GRIM DIAGNOSIS PRONOUNCED.

Publication: Monitor Volume: 5 Issue: 177

Meeting on September 24 in Astana, the prime ministers of the CIS Customs Union member countries–Russia, Belarus, Kazakhstan, Kyrgyzstan and Tajikistan–lamented the organization’s failure to stop the decline of intra-CIS trade, let alone boost it. Russia’s Prime Minister Vladimir Putin admitted that the CIS in general and the Customs Union in particular have proven unable to deal with the consequences of the financial and economic crisis. Putin could only propose a remedy which has eluded the CIS for years: creation of a “free trade area” of the CIS or at least of the five-country Customs Union.

That goal, along with a January 2000 deadline, was set at the March 1999 CIS summit. But Putin’s words in Astana rang hollow because Russia’s draft budget for 2000 anticipates levying value-added taxes on CIS countries’ goods according to the country of origin, not the country of destination. That practice suits Russia’s protectionist interests, contravenes the World Trade Organization’s (WTO) country-of-destination rule and amounts to double taxation of goods from CIS countries, in view of the fact that most of these follow the WTO rule. It was Ukrainian President Leonid Kuchma and Prime Minister Valery Pustovoytenko–frustrated advocates of a CIS free trade area–who disclosed, following their talks with Putin earlier this month, that Russia had decided to continue its taxation practices into 2000, thereby thwarting the stated goal of a free trade area.

## Problem set
**a.** Answer these questions from the report on the CIS Customs Union meeting:
(i) In what city, and on what date, did the prime ministers meet?
(ii) At which summit were the free trade area goal and its January 2000 deadline set?
(iii) Under Russia's draft budget for 2000, according to what will value-added taxes on CIS countries' goods be levied?
**b.** Continue the report on the CIS Customs Union meeting from its final sentence.
The material below comes from a separate source.

## Localization data with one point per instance
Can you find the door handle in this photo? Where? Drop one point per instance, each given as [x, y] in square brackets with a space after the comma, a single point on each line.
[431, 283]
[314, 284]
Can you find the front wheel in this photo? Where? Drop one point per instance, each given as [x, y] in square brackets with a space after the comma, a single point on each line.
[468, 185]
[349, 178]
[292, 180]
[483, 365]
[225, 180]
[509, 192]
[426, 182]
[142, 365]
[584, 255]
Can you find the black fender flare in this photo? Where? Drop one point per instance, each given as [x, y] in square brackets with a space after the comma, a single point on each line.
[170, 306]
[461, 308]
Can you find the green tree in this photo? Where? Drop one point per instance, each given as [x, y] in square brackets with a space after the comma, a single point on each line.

* * *

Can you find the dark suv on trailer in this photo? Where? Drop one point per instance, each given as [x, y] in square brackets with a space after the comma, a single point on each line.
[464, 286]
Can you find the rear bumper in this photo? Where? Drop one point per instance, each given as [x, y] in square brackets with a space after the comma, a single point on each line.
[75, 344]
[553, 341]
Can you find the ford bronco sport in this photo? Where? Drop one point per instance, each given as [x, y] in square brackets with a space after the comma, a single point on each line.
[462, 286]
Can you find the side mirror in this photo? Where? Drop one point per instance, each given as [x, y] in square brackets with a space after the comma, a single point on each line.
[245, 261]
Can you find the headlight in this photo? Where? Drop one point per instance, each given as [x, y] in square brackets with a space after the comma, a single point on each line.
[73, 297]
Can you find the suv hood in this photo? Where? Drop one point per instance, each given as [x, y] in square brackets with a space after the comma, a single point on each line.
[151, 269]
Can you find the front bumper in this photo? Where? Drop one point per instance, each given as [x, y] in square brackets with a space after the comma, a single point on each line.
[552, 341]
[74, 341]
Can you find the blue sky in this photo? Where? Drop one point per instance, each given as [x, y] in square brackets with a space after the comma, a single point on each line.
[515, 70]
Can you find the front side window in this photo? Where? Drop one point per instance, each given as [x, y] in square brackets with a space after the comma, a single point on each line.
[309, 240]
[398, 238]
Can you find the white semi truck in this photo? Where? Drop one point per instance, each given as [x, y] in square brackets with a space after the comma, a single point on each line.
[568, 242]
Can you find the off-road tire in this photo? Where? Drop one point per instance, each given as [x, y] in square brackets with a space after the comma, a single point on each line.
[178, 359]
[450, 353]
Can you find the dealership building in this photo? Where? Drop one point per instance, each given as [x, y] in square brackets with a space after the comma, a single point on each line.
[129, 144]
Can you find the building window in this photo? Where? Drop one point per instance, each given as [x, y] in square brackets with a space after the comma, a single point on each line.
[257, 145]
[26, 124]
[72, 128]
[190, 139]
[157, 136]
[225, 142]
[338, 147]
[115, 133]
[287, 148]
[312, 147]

## Task-by-task outputs
**a.**
(i) Astana, on September 24.
(ii) The March 1999 CIS summit.
(iii) The country of origin, not the country of destination.

**b.**
Kazakh President Nursultan Nazarbaev, in his dual capacity as host of the meeting and current head of the CIS Inter-State Council, delivered a grim diagnosis in his opening address and at the concluding news conference. “The organization is losing its ability to function as an integrating framework. Disintegration rather than integration is what is occurring within the CIS,” Nazarbaev observed. He cited trade data showing a 70 percent decline in overall intra-CIS trade since 1991, and estimated that at most only 5 to 10 percent of CIS decisions are ever implemented–an estimate shared by most of his fellow-presidents. Nazarbaev also spoke for the other CIS leaders in criticizing Russia’s onerous transportation tariffs for goods from CIS countries as yet another stumbling block to intra-CIS trade. That factor is of great importance because CIS countries’ goods often must cross vast stretches of Russian territory before reaching their markets.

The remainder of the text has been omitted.